#### [Entries for pointing and labeling]

◇ ◇ ◇

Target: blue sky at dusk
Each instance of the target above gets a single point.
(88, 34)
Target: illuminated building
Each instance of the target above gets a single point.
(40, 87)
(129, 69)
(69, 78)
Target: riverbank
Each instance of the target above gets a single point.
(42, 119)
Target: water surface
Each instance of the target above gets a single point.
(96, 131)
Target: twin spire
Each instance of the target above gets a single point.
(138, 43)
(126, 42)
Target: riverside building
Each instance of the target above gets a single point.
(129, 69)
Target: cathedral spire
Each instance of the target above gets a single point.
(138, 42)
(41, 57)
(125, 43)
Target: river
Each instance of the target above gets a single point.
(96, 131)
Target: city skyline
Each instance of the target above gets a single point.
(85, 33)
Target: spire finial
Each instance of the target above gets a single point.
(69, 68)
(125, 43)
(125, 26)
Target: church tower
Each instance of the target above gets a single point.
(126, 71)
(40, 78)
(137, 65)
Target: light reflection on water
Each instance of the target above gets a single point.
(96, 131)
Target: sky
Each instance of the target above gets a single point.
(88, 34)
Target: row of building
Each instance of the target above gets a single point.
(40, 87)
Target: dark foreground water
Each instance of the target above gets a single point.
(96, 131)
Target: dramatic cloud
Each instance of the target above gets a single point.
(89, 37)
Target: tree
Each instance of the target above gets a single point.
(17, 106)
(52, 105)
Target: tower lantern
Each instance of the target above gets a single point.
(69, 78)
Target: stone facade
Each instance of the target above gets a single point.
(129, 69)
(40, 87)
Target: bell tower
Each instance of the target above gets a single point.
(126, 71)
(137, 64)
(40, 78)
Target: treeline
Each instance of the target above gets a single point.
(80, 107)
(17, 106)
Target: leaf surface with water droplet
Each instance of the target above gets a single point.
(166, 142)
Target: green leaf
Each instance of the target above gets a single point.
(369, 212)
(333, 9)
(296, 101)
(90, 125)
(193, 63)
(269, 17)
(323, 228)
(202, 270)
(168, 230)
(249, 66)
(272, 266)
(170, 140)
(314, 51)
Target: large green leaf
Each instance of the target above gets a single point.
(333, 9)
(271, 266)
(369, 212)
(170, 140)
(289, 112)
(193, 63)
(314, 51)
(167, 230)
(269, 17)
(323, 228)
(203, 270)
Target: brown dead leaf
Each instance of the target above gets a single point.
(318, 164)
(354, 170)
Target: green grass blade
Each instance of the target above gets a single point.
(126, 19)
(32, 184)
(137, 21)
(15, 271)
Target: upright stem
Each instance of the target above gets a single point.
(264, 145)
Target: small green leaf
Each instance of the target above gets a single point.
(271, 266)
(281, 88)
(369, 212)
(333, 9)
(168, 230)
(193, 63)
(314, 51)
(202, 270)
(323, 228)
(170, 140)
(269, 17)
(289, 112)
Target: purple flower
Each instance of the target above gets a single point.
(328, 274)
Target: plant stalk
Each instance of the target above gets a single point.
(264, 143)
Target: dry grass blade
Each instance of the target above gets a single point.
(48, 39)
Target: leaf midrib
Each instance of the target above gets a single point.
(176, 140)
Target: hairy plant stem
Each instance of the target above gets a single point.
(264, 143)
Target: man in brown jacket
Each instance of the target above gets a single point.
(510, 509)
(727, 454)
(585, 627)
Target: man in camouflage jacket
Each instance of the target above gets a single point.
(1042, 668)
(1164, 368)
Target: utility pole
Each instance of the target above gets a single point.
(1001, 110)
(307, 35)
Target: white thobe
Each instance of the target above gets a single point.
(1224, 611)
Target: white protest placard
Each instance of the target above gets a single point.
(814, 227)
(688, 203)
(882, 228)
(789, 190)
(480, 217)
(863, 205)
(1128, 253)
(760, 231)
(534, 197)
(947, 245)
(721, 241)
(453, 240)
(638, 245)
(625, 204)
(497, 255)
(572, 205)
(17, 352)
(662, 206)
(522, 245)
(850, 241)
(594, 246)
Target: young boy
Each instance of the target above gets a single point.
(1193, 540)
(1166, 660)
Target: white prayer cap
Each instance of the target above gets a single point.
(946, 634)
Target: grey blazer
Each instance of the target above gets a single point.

◇ ◇ ◇

#### [Objective]
Shift every point coordinate by adding 96 to each of its numbers, and write out again the part of the records that opens with the line containing "Target: hairy plant stem" and closes at the end of the records. Keep every other line unchanged.

#### [Result]
Target: hairy plant stem
Each instance of the target above gets a single point.
(360, 239)
Target: man in brown jacket
Each instance of the target above gets a single point.
(606, 605)
(823, 550)
(681, 723)
Target: man in camouflage jacket
Each instance of the target above gets a single point.
(1138, 764)
(1260, 464)
Target: utility pole
Each instance of the target above gets a single point.
(1097, 206)
(403, 131)
Target: white thobe
Each instance of the target above gets a single point.
(1320, 707)
Target: white protest placard
Each instance of the target above gets a single point.
(910, 323)
(784, 299)
(978, 324)
(885, 286)
(576, 313)
(959, 301)
(1224, 349)
(856, 327)
(630, 293)
(1043, 341)
(817, 337)
(549, 336)
(734, 341)
(721, 300)
(593, 351)
(668, 301)
(113, 448)
(758, 302)
(618, 341)
(946, 337)
(690, 342)
Target: young boy
Each instance of the target above gets a single point.
(1289, 636)
(1262, 756)
Target: white prayer cap
Each instance of the target above gets a single point.
(1042, 730)
Target: grey blazer
Each instance of the target above gets a single point.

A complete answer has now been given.